WHAT THE TASK REQUIRES – Change every "corrugated" in the rows below to "ribbed", and write all the rows out again with nothing else altered. Leave out the pictures.

[begin MATERIAL]

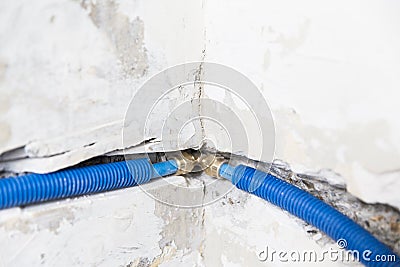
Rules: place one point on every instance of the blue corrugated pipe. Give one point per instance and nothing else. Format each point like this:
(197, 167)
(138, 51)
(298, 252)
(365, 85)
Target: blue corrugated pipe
(312, 210)
(33, 188)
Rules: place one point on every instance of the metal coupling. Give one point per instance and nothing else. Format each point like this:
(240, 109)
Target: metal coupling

[end MATERIAL]

REPLY TO THE TASK –
Rules: place one point on every instance of the blue ribbed pipe. Give one point per instance and nothing else. Format each point like this:
(197, 167)
(138, 51)
(298, 252)
(365, 85)
Target: blue ribbed pipe
(312, 210)
(33, 188)
Rules: place one point on every instance of the metal coupling. Give one point per instance and nothing else. Format each point like this:
(240, 109)
Target: metal coupling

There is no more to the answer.